→ **SHORT PROBLEM**
Rewrite the records from the line containing "Would you mind marking the hood" through the end of the records, changing "cymbal" to "crash cymbal" and leaving everything else unchanged. Return only those lines.

=== SUPPLIED DATA ===

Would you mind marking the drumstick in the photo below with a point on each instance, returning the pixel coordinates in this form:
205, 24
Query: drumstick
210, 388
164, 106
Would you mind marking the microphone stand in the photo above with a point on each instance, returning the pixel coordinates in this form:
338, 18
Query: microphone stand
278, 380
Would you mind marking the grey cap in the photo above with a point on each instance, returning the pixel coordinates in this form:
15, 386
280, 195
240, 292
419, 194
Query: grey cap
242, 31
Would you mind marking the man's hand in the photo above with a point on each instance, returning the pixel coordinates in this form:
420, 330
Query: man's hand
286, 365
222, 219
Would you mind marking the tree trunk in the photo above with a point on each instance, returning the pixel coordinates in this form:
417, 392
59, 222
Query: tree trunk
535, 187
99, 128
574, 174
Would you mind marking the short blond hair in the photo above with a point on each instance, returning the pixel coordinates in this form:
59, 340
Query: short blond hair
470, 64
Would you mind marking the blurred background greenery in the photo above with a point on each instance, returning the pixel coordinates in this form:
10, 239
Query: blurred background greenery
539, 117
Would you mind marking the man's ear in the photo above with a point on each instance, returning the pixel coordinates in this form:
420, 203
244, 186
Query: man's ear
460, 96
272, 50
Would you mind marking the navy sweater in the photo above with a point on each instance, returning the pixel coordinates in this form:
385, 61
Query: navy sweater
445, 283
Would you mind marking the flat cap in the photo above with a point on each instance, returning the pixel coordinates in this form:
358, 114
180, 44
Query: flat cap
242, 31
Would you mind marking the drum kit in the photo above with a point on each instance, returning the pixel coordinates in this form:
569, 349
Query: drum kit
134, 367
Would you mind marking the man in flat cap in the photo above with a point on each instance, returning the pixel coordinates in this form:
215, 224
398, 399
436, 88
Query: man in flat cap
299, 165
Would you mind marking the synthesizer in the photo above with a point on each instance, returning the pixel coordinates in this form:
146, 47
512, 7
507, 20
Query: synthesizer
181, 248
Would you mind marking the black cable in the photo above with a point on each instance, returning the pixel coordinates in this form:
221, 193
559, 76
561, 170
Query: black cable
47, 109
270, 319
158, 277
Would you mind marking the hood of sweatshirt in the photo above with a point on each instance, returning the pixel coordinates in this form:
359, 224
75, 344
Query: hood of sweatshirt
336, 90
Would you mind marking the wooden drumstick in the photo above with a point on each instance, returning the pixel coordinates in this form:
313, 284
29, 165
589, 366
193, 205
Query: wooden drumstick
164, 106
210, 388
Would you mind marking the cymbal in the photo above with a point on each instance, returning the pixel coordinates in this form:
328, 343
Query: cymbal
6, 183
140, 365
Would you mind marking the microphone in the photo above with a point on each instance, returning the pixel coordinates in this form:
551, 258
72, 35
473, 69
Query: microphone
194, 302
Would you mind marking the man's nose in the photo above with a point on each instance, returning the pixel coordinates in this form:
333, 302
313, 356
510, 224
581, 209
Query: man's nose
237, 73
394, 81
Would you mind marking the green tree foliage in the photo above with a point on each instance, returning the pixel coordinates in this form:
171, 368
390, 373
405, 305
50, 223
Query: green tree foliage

===

→ **RESULT**
Would you mind marking the hood of sweatshirt in the photo above with a point on each instance, returning the pixel coordinates in this form:
359, 224
75, 344
Query: hood of sweatshirt
336, 90
Would you mind marking the wooden drumstick in the photo above with a point on each instance, returning the pixel coordinates in this form:
313, 284
29, 165
589, 366
193, 205
Query: wooden drumstick
164, 106
210, 388
Would you mind marking the crash cymbal in the photo above with a point on each instance, returning the pixel coordinates in this form:
328, 343
Query: crash cymbal
6, 183
140, 365
Would you mind marking the microphone in the photo above with a point on each instance, returning the pixel coordinates in this form:
551, 258
72, 35
473, 69
Query: microphone
194, 302
Would you mind marking the man's nose in the photo above with a point on each instance, returning the pixel coordinates in this form:
333, 302
313, 356
510, 224
581, 209
Query: man's nose
237, 73
394, 81
Would you mind marking the green tree foliage in the photo above with a point on each instance, returning the pixel coordinates in this form:
171, 368
390, 373
405, 305
50, 223
Query: green tree foliage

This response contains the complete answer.